INSTRUCTIONS FOR THE TASK - If a line in the material below has the string "price", copy it out.

════════════════════

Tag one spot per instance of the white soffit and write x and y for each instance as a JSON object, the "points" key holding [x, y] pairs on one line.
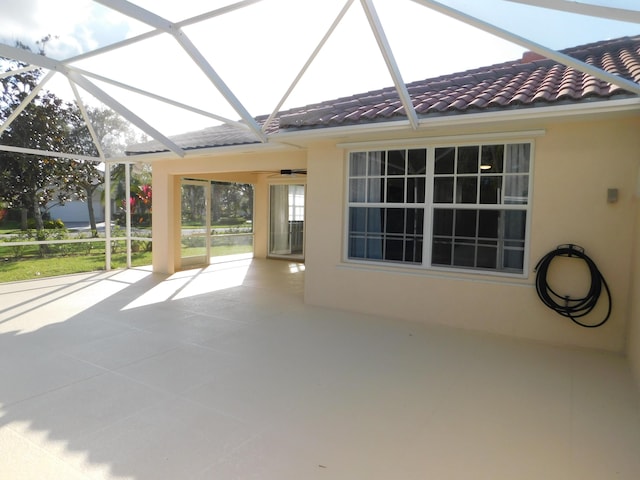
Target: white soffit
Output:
{"points": [[159, 63]]}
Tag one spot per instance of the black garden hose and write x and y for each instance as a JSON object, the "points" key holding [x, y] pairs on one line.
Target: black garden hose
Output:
{"points": [[573, 308]]}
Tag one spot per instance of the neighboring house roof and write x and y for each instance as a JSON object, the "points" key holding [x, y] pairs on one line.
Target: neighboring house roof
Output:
{"points": [[529, 82]]}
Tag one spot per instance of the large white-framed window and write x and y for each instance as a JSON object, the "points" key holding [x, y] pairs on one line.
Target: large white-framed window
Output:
{"points": [[463, 207]]}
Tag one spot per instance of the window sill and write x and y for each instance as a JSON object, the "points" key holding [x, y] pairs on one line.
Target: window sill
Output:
{"points": [[440, 273]]}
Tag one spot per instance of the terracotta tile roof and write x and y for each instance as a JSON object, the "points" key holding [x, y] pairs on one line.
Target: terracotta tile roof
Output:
{"points": [[528, 82], [525, 83]]}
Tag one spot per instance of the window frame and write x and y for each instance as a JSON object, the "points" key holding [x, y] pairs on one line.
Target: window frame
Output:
{"points": [[430, 206]]}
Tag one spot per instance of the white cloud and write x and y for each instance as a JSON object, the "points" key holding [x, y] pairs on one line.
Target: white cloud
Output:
{"points": [[259, 50]]}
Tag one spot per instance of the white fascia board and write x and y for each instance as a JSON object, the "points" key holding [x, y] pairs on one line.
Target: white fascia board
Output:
{"points": [[418, 142], [205, 152], [291, 140], [588, 9]]}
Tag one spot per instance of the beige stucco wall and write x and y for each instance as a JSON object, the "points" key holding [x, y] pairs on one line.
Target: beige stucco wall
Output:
{"points": [[633, 339], [575, 163]]}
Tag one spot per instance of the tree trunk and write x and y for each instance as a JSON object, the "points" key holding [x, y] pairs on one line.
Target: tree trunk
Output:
{"points": [[40, 233], [24, 218], [92, 215]]}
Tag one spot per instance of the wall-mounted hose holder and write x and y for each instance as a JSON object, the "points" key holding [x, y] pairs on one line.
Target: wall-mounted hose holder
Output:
{"points": [[573, 308]]}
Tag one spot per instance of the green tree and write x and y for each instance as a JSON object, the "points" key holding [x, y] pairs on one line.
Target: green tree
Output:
{"points": [[29, 182]]}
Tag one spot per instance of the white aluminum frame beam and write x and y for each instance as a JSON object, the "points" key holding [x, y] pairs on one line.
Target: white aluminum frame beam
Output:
{"points": [[392, 66], [49, 153], [27, 100], [533, 46], [611, 13], [308, 63], [159, 23]]}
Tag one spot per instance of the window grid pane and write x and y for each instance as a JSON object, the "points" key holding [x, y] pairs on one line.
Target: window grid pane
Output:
{"points": [[469, 228], [391, 230]]}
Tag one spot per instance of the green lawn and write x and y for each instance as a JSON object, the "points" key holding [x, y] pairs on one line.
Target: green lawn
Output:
{"points": [[31, 266], [28, 268]]}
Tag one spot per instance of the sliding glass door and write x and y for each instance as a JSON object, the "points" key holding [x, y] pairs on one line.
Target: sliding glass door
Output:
{"points": [[195, 216], [286, 221]]}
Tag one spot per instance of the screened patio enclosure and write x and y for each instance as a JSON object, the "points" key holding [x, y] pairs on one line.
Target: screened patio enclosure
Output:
{"points": [[125, 43]]}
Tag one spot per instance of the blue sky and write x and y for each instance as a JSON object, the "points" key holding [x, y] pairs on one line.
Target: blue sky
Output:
{"points": [[259, 50]]}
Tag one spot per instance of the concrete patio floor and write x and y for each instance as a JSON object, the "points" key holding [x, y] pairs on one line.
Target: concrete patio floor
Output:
{"points": [[224, 373]]}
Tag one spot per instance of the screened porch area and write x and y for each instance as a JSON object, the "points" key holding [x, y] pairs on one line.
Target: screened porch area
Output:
{"points": [[224, 373]]}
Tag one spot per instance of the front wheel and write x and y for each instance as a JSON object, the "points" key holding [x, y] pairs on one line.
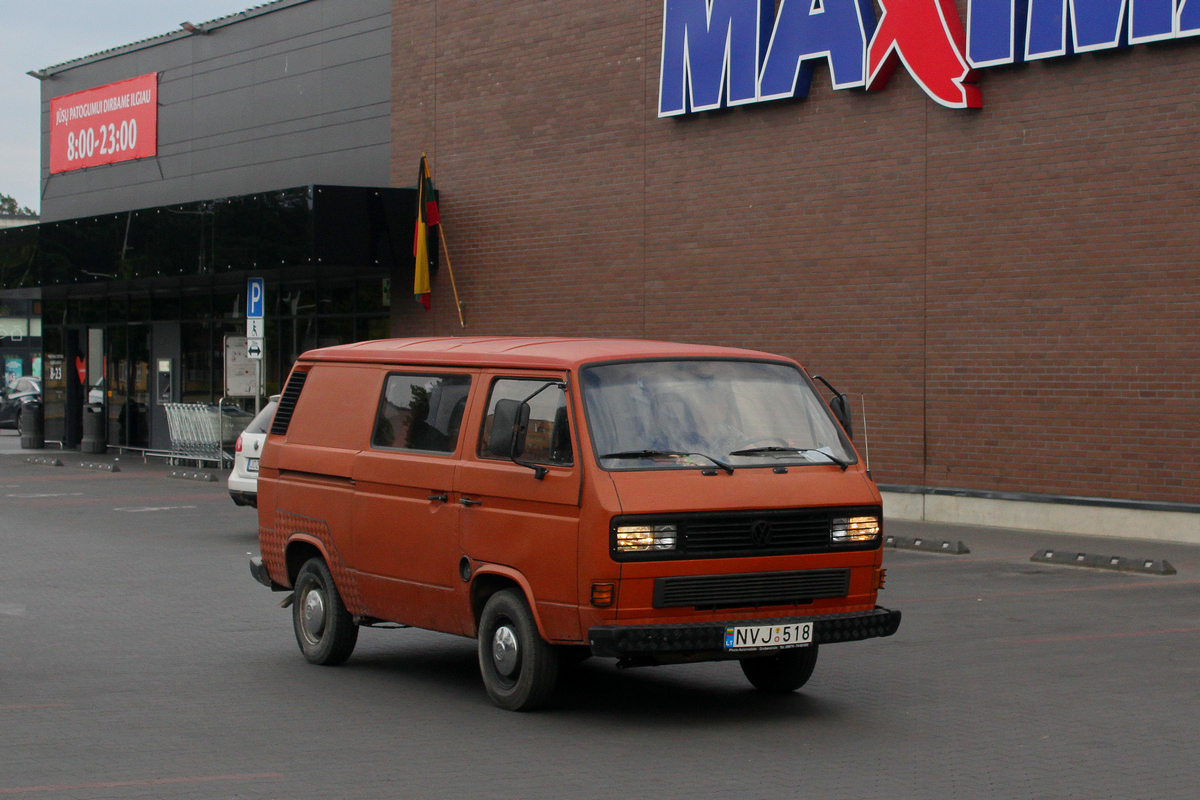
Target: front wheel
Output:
{"points": [[325, 631], [781, 673], [520, 668]]}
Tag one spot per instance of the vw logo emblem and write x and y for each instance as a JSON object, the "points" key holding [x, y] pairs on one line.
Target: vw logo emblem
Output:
{"points": [[760, 533]]}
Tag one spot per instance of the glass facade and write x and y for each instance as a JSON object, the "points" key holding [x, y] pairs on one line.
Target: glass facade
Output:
{"points": [[136, 308]]}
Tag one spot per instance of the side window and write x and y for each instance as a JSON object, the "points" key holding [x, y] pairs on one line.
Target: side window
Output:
{"points": [[549, 437], [421, 411]]}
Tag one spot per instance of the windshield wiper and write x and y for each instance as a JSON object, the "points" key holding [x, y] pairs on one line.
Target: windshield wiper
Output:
{"points": [[773, 449], [652, 453]]}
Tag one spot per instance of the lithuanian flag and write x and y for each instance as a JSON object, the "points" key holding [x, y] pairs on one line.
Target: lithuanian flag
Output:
{"points": [[426, 217]]}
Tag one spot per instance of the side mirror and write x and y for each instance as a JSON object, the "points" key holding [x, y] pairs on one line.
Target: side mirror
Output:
{"points": [[510, 423], [840, 409]]}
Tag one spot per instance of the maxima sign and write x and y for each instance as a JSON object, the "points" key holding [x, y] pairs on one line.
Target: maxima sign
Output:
{"points": [[719, 53], [105, 125]]}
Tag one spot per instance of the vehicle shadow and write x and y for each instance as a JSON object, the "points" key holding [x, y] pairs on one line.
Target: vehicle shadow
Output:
{"points": [[595, 691]]}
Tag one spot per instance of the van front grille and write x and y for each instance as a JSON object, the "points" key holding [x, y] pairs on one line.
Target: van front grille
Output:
{"points": [[288, 403], [751, 589], [735, 534]]}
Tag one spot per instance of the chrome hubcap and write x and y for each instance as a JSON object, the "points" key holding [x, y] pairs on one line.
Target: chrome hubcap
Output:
{"points": [[312, 614], [505, 654]]}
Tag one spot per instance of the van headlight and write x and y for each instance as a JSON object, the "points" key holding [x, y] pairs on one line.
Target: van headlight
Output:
{"points": [[636, 539], [844, 530]]}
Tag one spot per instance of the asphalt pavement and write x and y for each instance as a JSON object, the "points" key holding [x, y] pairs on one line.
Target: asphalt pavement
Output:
{"points": [[138, 659]]}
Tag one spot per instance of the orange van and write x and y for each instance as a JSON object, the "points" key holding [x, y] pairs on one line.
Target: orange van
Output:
{"points": [[558, 498]]}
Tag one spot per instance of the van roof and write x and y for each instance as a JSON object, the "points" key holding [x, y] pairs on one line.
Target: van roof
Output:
{"points": [[521, 352]]}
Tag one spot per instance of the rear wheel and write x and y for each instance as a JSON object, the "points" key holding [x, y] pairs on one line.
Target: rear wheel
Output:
{"points": [[325, 631], [783, 672], [520, 669]]}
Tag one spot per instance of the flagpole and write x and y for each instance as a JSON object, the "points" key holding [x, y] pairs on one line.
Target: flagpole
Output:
{"points": [[442, 235]]}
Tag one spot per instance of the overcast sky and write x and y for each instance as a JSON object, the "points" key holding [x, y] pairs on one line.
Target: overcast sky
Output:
{"points": [[36, 34]]}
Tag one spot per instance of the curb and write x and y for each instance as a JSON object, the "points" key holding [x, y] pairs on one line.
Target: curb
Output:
{"points": [[1093, 561], [192, 476], [100, 465], [927, 545], [45, 461]]}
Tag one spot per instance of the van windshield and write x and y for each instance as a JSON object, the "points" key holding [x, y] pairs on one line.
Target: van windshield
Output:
{"points": [[687, 414]]}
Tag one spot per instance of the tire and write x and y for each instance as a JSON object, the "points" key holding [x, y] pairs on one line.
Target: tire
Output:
{"points": [[781, 673], [324, 630], [520, 669]]}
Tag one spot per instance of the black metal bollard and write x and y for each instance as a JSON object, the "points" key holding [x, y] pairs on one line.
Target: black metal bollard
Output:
{"points": [[94, 435], [31, 425]]}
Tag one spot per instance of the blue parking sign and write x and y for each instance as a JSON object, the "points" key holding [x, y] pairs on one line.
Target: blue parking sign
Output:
{"points": [[255, 299]]}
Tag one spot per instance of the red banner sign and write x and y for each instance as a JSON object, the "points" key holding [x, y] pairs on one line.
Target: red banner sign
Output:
{"points": [[105, 125]]}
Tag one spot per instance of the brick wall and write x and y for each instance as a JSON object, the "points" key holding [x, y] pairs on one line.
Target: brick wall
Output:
{"points": [[1014, 289]]}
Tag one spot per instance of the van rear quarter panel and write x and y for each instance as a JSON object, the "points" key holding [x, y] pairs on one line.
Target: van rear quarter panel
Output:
{"points": [[307, 473]]}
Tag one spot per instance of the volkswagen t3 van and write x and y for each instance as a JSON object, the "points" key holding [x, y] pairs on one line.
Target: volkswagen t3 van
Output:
{"points": [[646, 501]]}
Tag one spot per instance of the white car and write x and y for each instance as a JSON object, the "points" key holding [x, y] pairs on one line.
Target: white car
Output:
{"points": [[244, 477]]}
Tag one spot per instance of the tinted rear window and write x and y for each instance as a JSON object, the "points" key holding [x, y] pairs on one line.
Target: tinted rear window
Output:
{"points": [[263, 421]]}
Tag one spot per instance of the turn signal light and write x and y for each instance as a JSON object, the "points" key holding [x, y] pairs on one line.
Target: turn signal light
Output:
{"points": [[880, 575], [603, 594]]}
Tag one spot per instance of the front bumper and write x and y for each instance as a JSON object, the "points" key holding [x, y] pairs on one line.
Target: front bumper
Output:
{"points": [[701, 638]]}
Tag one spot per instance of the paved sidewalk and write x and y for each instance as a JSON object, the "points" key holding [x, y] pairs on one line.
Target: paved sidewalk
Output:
{"points": [[130, 461]]}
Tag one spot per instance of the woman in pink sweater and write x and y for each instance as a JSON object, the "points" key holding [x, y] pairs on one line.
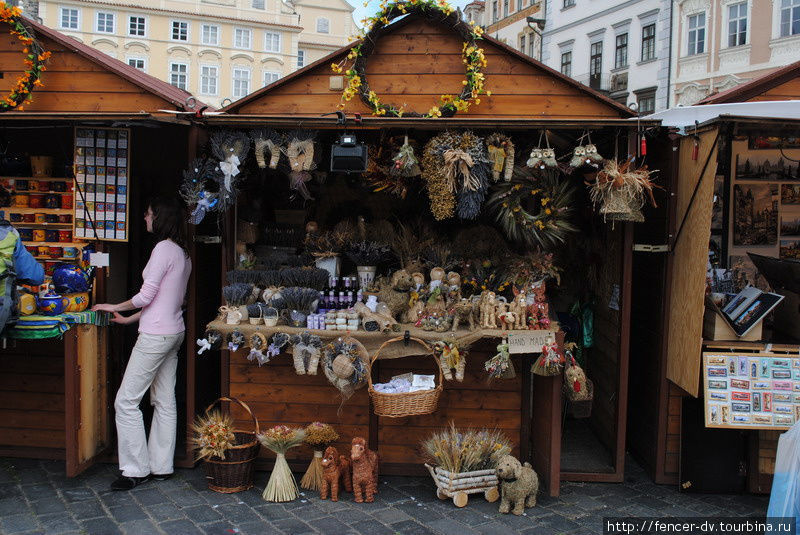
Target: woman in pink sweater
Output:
{"points": [[154, 359]]}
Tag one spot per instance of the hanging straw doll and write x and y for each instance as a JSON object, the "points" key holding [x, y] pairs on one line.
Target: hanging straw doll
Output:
{"points": [[281, 486], [319, 436], [550, 362]]}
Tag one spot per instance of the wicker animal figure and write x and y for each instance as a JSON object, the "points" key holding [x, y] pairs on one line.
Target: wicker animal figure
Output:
{"points": [[519, 485], [519, 307], [335, 469], [464, 312], [488, 308], [364, 463]]}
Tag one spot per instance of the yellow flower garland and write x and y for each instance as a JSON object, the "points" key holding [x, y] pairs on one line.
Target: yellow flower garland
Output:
{"points": [[472, 57]]}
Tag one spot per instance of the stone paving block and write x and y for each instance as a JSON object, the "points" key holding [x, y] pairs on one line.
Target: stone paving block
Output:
{"points": [[138, 527], [106, 526], [202, 513], [449, 526], [86, 509], [179, 527], [292, 526], [12, 524], [409, 527], [57, 523]]}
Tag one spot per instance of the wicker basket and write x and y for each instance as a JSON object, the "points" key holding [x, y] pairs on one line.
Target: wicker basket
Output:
{"points": [[402, 404], [234, 473]]}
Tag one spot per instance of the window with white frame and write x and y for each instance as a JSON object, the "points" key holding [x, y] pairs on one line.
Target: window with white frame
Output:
{"points": [[69, 18], [696, 37], [209, 79], [790, 17], [180, 30], [138, 63], [649, 42], [241, 82], [209, 34], [241, 38], [137, 26], [272, 42], [737, 24], [105, 22], [179, 75], [270, 76]]}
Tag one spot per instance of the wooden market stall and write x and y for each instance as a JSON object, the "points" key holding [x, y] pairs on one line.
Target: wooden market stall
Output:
{"points": [[56, 394], [415, 61], [733, 196]]}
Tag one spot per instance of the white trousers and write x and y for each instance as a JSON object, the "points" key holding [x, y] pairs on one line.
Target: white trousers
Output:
{"points": [[153, 364]]}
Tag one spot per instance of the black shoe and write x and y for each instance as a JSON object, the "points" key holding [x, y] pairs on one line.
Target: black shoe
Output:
{"points": [[127, 482]]}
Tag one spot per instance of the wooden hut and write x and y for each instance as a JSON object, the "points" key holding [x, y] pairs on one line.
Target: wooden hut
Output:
{"points": [[56, 393], [413, 63], [753, 120]]}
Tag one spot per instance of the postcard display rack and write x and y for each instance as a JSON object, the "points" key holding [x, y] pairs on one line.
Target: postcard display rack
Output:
{"points": [[751, 390], [102, 168]]}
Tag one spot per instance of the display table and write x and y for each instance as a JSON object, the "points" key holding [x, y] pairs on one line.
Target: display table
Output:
{"points": [[278, 396], [53, 389]]}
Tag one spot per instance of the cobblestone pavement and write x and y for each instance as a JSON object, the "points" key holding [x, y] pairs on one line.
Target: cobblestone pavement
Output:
{"points": [[36, 497]]}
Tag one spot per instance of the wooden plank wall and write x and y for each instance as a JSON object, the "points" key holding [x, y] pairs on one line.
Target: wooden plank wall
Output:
{"points": [[417, 63], [32, 413], [73, 83], [690, 258], [278, 396]]}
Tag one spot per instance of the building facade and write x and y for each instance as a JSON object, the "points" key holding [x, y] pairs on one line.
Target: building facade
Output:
{"points": [[219, 50], [621, 48], [507, 21], [719, 44]]}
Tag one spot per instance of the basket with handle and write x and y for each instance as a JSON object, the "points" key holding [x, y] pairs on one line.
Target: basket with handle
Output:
{"points": [[402, 404], [234, 473]]}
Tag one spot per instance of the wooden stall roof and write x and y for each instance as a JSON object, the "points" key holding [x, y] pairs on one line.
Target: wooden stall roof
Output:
{"points": [[83, 80], [415, 62], [782, 84]]}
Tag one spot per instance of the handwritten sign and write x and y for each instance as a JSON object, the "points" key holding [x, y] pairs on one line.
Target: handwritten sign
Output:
{"points": [[528, 341]]}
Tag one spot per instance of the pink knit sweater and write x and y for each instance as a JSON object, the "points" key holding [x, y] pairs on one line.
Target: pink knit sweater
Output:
{"points": [[161, 296]]}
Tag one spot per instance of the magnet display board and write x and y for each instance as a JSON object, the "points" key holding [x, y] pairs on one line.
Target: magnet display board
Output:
{"points": [[102, 170], [751, 390]]}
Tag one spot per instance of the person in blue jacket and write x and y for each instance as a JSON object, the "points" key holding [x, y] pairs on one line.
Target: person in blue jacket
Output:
{"points": [[17, 264]]}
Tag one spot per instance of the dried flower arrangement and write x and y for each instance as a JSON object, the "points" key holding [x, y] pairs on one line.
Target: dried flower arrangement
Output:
{"points": [[281, 486], [457, 450], [212, 435], [622, 190], [368, 253], [319, 436]]}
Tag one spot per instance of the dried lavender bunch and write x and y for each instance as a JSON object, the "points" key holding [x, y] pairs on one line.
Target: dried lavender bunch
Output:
{"points": [[237, 294], [368, 253], [306, 277]]}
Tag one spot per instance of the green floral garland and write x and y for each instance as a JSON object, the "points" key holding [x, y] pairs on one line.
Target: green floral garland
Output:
{"points": [[436, 10], [34, 60], [546, 225]]}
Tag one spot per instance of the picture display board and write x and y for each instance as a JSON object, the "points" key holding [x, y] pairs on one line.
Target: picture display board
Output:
{"points": [[102, 169], [751, 390]]}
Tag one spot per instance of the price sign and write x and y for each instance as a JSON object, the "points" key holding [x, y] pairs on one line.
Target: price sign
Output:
{"points": [[528, 341]]}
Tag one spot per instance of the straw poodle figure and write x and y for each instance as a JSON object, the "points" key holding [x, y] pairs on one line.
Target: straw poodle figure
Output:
{"points": [[519, 485], [335, 468], [364, 463]]}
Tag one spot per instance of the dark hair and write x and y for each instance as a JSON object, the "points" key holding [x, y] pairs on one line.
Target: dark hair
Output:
{"points": [[169, 221], [5, 197]]}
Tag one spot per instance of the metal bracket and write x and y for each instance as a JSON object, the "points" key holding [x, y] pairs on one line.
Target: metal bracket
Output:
{"points": [[649, 248]]}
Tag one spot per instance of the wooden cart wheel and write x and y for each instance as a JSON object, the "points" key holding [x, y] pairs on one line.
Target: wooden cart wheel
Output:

════════════════════

ANSWER TO THE PROBLEM -
Tag one spot per instance of the price sign and write x and y for each instance as a JSON object, the "points" key holding [x, y] pairs on one line.
Target: price sign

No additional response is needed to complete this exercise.